Il a aussi consacré un livre à Rimbaud, que je n'ai pas encore lu, adapté au cinéma : Rainbow pour Rimbaud.
Je viens de finir Mangez-le si vous voulez, qui raconte comment Alain de Monéys s'est fait lyncher par 600 personnes qui cherchaient un bouc-émissaire à leur ressentiment. C'est un Prussien, on aura sa peau pour tous nos enfants et maris envoyés au front... Mais de Monéys n'est pas un Prussien! C'est un adjoint au maire de sa commune, très dévoué au peuple, généreux... La méprise en est-elle une? La foule en folie décide de la faire souffrir.
16 août 1870. Jour de foire à Hautefaye, petite bourgade périgourdine sans histoire. L'occasion pour Alain de Monéys, jeune aristocrate local, d'acheter une génisse pour une voisine indigente. Il a 28 ans. Affable et apprécié de tous, il vient tout juste d'être élu à l'unanimité premier conseiller municipal de sa commune. La guerre contre la Prusse est mal engagée, le Second Empire vit ses dernières heures. Une atmosphère lugubre plane sur la France.
A peine arrivé à l'entrée de la foire, Alain de Monéys est pris à partie par un paysan. Son cousin Camille de Maillard aurait chauffé la foule, prétendant que l'armée française s'était repliée lors de la toute dernière bataille de Reischoffen. Pire, il aurait crié "Vive la République !" avant de prendre la fuite. De Monéys dément, connaissant parfaitement les tendances politiques de son cousin. Mais les paysans maintiennent leurs allégations et la situation s'envenime. La foule se fait menaçante. Le jeune homme est rapidement accusé d'être républicain. Et bientôt - insulte suprême - de supporter la Prusse ! Il n'en fallait pas plus pour déclencher une furie incontrôlable.
De Monéys a beau crier "Vive l'Empereur !", les coups pleuvent. Tous s'en mêlent. L'autorité locale a déserté, laissant seuls le curé et le maire tenter de s'interposer. Ceux-ci arrivent à isoler la victime quelques instants dans une étable. Mais le répit est de courte durée. Quelques minutes plus tard, la foule revient à la charge et pendant deux heures, au coeur même de la foire, plusieurs centaines de villageois participent au pugilat. Frappé, brisé, lacéré, torturé, lynché à coups de gourdins, de fourches, de ferraille, il sera finalement brûlé vif sur la place publique. Le maire, de dépit, aurait alors lancé un sarcastique "Mangez-le si vous voulez !". Conseil suivi par quelques uns qui iront jusqu'à becqueter les graisses humaines suintant du bûcher.

Données de pointage de régions
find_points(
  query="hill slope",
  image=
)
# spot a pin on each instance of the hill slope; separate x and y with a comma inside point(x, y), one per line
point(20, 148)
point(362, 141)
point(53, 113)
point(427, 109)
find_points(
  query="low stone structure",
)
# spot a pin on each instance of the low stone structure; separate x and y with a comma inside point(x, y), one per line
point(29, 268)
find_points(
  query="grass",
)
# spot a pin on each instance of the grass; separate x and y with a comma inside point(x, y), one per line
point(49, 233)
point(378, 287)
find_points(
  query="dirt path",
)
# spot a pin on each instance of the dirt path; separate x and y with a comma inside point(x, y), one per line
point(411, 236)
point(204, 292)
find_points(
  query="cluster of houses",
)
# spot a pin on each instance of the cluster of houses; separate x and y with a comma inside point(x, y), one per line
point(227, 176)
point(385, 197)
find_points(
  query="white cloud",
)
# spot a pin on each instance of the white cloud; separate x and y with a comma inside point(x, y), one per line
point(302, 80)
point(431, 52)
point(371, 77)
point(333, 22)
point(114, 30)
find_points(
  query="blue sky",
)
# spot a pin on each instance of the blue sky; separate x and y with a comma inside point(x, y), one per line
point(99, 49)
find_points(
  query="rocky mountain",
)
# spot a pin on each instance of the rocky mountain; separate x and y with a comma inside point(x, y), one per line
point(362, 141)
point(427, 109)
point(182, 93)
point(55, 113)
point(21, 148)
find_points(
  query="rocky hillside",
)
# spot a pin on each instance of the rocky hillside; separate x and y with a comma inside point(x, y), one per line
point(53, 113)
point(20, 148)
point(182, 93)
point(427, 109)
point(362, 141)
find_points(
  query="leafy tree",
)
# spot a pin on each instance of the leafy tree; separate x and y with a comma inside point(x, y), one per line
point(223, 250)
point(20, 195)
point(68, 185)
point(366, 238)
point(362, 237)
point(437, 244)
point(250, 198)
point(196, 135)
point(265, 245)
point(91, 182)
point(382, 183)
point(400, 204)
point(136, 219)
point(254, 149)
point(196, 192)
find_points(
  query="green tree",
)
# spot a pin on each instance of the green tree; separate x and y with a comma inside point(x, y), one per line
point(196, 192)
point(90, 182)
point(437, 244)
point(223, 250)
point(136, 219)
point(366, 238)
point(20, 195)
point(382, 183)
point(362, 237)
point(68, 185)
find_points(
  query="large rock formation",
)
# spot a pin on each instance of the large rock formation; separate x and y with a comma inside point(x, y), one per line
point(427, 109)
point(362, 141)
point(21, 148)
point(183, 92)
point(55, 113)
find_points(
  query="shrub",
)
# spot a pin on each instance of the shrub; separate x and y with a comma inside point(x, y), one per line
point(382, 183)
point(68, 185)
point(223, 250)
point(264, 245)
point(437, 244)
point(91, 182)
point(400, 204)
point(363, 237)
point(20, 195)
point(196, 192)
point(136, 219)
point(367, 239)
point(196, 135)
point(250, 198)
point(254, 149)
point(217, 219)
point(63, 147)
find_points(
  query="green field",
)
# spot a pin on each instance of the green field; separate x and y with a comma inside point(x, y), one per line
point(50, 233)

[Série d'exercices]
**1.** D'après le texte sur le lynchage de Hautefaye, quel âge a Alain de Monéys le jour de la foire ?
**2.** Poursuivez, s'il vous plaît, le texte sur le lynchage de Hautefaye à partir de sa dernière phrase.

[Réponses aux consignes]
**1.** Il a 28 ans.

**2.**
Plusieurs centaines de personnes étaient présentes sur les lieux du supplice. Une foule de braves gens devenus fous, le temps d'un après-midi. Tous connaissaient Alain de Monéys. Tous l'estimaient. Tous le savaient innocent des accusations proférées contre lui. Mais tous ont participé au lynchage. La justice ne poursuivra qu'une vingtaine de meneurs, dont quatre seront condamnés à mort. Au lendemain de cette frénésie barbare, les participants, abasourdis, hébétés, n'avaient qu'une seule phrase à la bouche : "Pourquoi a-t-on fait ça ?". Ils n'ont jamais compris. En 1953, Noémie Lavaud mourut à Hautefaye à l'âge de 92 ans. Elle était le dernier témoin direct du drame. Il y a 56 ans...
http://www.lesmotsontunsens.com/alain-de-moneys-hautefaye-lynchage-cannibales-5283
Le livre de Teulé nous narre cette journée d'enfer, où de Monéys est ferré comme un cheval, à qui l'on crève un oeil ; on le laboure à la fourche, on lui coupe les orteils. L'horreur n'en finit pas, il ne meurt pas (comme dans le film Martyrs, la souffrance inhumaine n'entraîne pas la mort!) Il se verra brûler, mourir jusqu'au bout.
Jean Teulé organise son récit en chapitres qui correspondent à des changements de lieu : la foule folle entraîne sa proie d'un endroit à l'autre, lui faisant subir tous les supplices imaginables.
Du même auteur, doué pour la narration, je vais lire Les Lois de la Gravité. Le Montespan était une lecture agréable.
Et les autres, dont voici la liste:
* Rainbow pour Rimbaud, Julliard, 1991.
* L'Œil de Pâques, Julliard, 1992.
* Balade pour un père oublié, Julliard, 1995.
* Darling, Julliard, 1998.
* Bord cadre, Julliard, 1999.
* Longues Peines, Julliard, 2001.
* Les Lois de la gravité, Julliard, 2003.
* Ô Verlaine !, Julliard, 2004.
* Je, François Villon , Julliard, 2006.
* Le magasin des suicides, Julliard, 2007.
* Le Montespan, Julliard, 2008. Grand Prix Palatine du roman historique, prix Maison de la Presse 2008.
* Mangez-le si vous voulez, Julliard, 2009.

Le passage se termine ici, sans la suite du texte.